### Given records
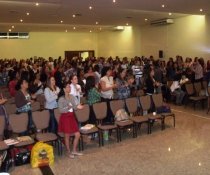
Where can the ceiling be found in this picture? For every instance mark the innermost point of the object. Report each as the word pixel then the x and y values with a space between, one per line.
pixel 47 16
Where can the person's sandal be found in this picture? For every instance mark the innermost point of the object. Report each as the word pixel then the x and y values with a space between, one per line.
pixel 77 154
pixel 70 155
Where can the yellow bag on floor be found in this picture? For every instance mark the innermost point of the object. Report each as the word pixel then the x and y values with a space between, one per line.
pixel 41 155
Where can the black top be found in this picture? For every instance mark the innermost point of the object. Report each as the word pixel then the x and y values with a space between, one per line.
pixel 149 86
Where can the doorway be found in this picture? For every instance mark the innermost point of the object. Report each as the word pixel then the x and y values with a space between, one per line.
pixel 83 53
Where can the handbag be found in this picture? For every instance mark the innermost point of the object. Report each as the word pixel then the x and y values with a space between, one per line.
pixel 7 162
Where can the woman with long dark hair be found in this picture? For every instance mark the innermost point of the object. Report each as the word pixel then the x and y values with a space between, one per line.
pixel 51 95
pixel 67 123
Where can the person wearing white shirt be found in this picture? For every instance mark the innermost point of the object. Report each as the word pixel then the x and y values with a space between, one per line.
pixel 76 90
pixel 51 95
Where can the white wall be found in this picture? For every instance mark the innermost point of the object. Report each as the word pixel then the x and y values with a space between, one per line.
pixel 45 44
pixel 119 43
pixel 188 36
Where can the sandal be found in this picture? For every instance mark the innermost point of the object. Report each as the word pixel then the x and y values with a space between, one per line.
pixel 77 154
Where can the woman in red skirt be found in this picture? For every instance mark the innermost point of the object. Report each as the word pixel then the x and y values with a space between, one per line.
pixel 67 123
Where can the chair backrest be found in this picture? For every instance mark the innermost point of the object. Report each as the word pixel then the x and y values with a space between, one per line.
pixel 41 99
pixel 83 100
pixel 158 100
pixel 145 102
pixel 2 125
pixel 10 108
pixel 41 119
pixel 204 84
pixel 189 88
pixel 35 106
pixel 208 90
pixel 197 87
pixel 100 110
pixel 140 93
pixel 57 115
pixel 82 115
pixel 169 83
pixel 115 105
pixel 132 104
pixel 19 122
pixel 11 100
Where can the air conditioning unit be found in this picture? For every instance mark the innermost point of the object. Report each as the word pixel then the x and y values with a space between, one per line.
pixel 162 21
pixel 119 28
pixel 13 35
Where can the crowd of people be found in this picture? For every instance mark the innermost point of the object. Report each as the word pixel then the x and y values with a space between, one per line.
pixel 64 81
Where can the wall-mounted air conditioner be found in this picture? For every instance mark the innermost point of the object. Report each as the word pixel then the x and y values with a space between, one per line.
pixel 14 35
pixel 162 21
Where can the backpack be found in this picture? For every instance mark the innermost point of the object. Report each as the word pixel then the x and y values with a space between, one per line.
pixel 121 115
pixel 42 155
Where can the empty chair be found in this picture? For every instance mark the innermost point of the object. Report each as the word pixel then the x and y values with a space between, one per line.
pixel 35 106
pixel 145 102
pixel 158 102
pixel 115 106
pixel 192 95
pixel 100 110
pixel 41 99
pixel 41 120
pixel 83 117
pixel 11 100
pixel 10 108
pixel 132 106
pixel 3 146
pixel 19 125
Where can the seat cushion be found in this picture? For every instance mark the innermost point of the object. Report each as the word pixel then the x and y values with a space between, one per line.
pixel 107 127
pixel 24 143
pixel 124 123
pixel 167 114
pixel 46 137
pixel 89 131
pixel 139 119
pixel 154 117
pixel 3 146
pixel 197 98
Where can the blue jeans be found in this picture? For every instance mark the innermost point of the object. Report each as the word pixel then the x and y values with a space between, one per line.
pixel 53 123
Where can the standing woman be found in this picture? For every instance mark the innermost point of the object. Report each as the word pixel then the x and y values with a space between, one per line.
pixel 67 122
pixel 51 95
pixel 23 100
pixel 107 86
pixel 123 90
pixel 76 89
pixel 151 83
pixel 93 96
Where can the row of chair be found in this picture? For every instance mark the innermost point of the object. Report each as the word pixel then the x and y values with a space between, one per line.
pixel 19 122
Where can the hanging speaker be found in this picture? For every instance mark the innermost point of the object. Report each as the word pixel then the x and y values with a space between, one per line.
pixel 160 54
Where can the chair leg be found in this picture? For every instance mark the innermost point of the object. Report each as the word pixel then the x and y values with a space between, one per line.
pixel 174 121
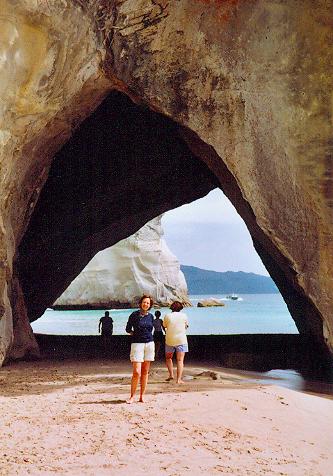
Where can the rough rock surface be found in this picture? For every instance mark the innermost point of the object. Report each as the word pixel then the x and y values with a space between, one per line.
pixel 230 93
pixel 211 302
pixel 119 275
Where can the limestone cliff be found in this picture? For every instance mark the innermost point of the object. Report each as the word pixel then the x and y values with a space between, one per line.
pixel 99 98
pixel 119 275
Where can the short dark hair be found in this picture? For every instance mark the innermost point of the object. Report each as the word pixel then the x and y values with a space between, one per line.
pixel 146 296
pixel 176 306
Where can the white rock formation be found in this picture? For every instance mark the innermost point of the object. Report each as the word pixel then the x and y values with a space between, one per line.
pixel 119 275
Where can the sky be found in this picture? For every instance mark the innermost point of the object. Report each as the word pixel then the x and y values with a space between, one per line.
pixel 209 234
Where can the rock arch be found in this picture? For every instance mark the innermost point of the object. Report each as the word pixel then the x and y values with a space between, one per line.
pixel 222 106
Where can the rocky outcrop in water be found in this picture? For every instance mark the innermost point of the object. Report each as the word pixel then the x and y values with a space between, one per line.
pixel 123 110
pixel 118 276
pixel 211 302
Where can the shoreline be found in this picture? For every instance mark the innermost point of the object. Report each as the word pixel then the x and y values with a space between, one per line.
pixel 69 417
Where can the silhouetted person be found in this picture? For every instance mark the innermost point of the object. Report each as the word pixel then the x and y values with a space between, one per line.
pixel 106 326
pixel 158 332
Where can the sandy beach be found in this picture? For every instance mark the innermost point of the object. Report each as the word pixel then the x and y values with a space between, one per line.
pixel 70 417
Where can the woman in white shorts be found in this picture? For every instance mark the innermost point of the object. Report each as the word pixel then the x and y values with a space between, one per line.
pixel 175 324
pixel 140 327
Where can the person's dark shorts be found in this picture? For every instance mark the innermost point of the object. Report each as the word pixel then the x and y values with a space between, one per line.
pixel 107 333
pixel 158 336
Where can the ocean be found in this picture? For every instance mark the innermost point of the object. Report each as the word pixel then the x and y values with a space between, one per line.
pixel 251 314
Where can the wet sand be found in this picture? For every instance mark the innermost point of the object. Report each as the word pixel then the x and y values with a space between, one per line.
pixel 70 417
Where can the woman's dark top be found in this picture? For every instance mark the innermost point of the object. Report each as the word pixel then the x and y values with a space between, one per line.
pixel 141 326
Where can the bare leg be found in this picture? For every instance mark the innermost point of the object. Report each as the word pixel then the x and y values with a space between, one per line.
pixel 180 366
pixel 169 364
pixel 144 379
pixel 157 349
pixel 135 379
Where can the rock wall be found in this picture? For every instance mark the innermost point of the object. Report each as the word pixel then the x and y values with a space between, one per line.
pixel 235 94
pixel 119 275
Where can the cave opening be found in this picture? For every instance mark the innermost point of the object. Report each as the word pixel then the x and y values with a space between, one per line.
pixel 124 165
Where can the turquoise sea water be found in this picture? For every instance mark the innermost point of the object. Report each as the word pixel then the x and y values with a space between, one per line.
pixel 252 314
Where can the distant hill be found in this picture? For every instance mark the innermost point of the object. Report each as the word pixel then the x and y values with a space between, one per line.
pixel 202 281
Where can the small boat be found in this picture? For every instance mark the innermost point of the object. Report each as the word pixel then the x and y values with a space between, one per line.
pixel 233 297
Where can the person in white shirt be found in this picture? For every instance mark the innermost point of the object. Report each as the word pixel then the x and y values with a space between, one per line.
pixel 175 324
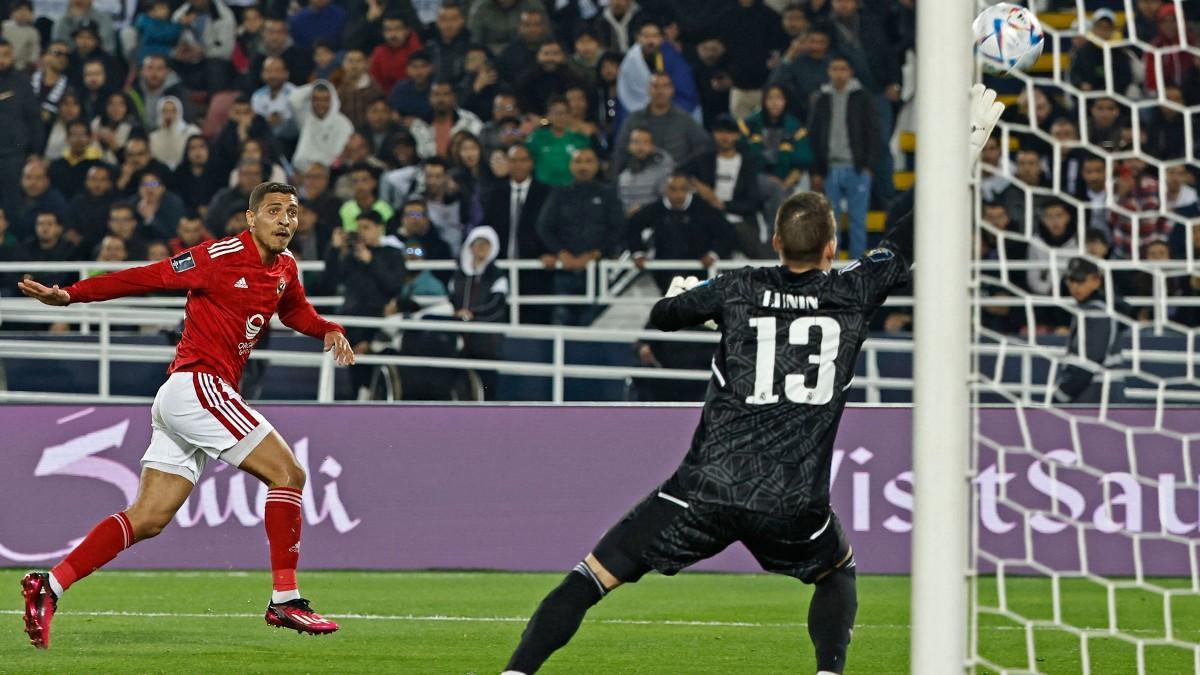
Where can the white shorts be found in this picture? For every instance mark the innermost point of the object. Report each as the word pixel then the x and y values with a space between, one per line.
pixel 197 416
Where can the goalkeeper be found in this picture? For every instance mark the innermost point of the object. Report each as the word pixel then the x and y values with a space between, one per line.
pixel 759 467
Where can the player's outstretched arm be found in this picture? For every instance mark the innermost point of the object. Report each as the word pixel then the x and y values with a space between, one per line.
pixel 45 294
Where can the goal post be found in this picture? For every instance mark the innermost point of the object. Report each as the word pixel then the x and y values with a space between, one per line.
pixel 941 340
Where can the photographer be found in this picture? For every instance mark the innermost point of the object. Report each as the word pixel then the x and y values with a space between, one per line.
pixel 369 274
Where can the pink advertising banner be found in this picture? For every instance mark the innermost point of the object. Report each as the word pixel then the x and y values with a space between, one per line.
pixel 534 488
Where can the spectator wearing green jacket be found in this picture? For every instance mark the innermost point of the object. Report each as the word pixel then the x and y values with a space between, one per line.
pixel 779 143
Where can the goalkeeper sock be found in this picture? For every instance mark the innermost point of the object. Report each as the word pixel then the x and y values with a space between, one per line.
pixel 97 549
pixel 557 619
pixel 832 617
pixel 283 520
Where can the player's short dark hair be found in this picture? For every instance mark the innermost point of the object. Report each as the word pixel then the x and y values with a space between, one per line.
pixel 804 226
pixel 263 189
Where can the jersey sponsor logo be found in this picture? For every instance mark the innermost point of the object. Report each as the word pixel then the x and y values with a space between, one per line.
pixel 253 326
pixel 183 262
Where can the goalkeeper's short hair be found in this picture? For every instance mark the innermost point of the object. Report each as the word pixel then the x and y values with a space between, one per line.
pixel 804 225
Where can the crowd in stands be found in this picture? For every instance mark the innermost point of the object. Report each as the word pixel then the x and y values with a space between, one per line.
pixel 562 131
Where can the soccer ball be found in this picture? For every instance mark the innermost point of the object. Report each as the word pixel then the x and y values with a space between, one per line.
pixel 1007 37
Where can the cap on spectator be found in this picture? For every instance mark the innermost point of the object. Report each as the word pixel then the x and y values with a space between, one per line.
pixel 1079 269
pixel 1104 15
pixel 725 121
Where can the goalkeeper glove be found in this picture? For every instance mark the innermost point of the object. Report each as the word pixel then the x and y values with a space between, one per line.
pixel 985 112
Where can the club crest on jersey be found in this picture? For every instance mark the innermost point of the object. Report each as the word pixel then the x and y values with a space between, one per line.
pixel 183 262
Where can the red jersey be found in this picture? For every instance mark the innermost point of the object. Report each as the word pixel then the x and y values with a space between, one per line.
pixel 231 298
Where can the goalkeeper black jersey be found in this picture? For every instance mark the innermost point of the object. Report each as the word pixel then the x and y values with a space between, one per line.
pixel 786 357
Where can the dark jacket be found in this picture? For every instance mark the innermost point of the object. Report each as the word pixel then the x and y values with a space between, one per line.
pixel 747 197
pixel 498 214
pixel 1102 346
pixel 861 125
pixel 581 217
pixel 22 131
pixel 689 233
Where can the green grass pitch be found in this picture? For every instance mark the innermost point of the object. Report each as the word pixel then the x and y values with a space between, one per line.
pixel 468 623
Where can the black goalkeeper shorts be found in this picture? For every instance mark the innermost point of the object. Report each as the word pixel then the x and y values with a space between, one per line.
pixel 666 533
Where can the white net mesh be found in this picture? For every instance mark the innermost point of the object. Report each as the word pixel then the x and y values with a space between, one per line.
pixel 1087 417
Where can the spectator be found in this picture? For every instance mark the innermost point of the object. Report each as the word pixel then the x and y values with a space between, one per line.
pixel 779 144
pixel 244 124
pixel 1087 70
pixel 711 65
pixel 1135 195
pixel 21 33
pixel 645 177
pixel 136 160
pixel 754 33
pixel 1097 342
pixel 277 42
pixel 581 222
pixel 156 81
pixel 673 130
pixel 87 215
pixel 1093 191
pixel 37 197
pixel 157 34
pixel 123 225
pixel 196 179
pixel 651 57
pixel 1103 127
pixel 381 126
pixel 69 172
pixel 322 19
pixel 433 137
pixel 214 31
pixel 389 61
pixel 555 144
pixel 87 48
pixel 479 292
pixel 22 133
pixel 365 183
pixel 678 227
pixel 317 196
pixel 399 184
pixel 11 251
pixel 521 54
pixel 324 130
pixel 729 181
pixel 270 101
pixel 159 208
pixel 845 147
pixel 549 77
pixel 232 201
pixel 449 42
pixel 169 141
pixel 49 82
pixel 417 231
pixel 613 24
pixel 81 12
pixel 411 96
pixel 369 274
pixel 47 245
pixel 495 23
pixel 357 90
pixel 807 72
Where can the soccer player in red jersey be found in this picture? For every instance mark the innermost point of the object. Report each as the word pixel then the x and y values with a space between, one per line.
pixel 234 286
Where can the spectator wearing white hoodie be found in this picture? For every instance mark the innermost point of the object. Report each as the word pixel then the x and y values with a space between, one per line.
pixel 324 130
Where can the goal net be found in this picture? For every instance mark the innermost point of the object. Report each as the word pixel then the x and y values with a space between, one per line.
pixel 1086 416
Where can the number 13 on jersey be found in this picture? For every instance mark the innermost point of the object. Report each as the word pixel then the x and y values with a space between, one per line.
pixel 795 387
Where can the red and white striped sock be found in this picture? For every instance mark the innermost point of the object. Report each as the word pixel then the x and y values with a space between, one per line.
pixel 97 549
pixel 283 520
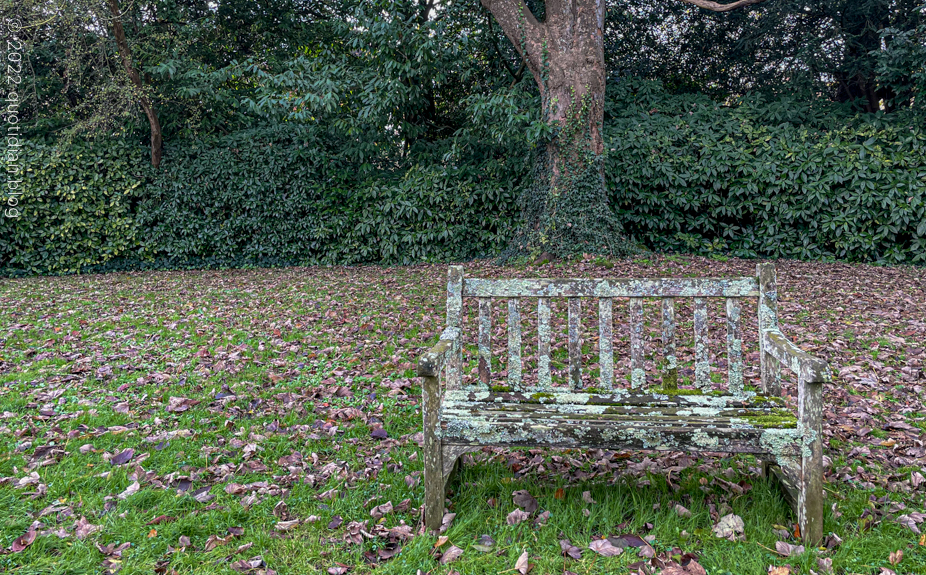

### Exercise prompt
Omit the pictures, and please restate word for word the lines running from the line with "Where can the number" to the end of the entries.

### Answer to this problem
Where can the number 13 on jersey be found in this picture? For every instance mark the innermost point of the object. Report each as the word pixel then the x and y values with a space between, one per line.
pixel 795 387
Where can the red and white striped sock be found in this picture? For every instance mark the innermost point of the object. Report each as the word pixel then the x and y values with a space between, one per line.
pixel 97 549
pixel 283 520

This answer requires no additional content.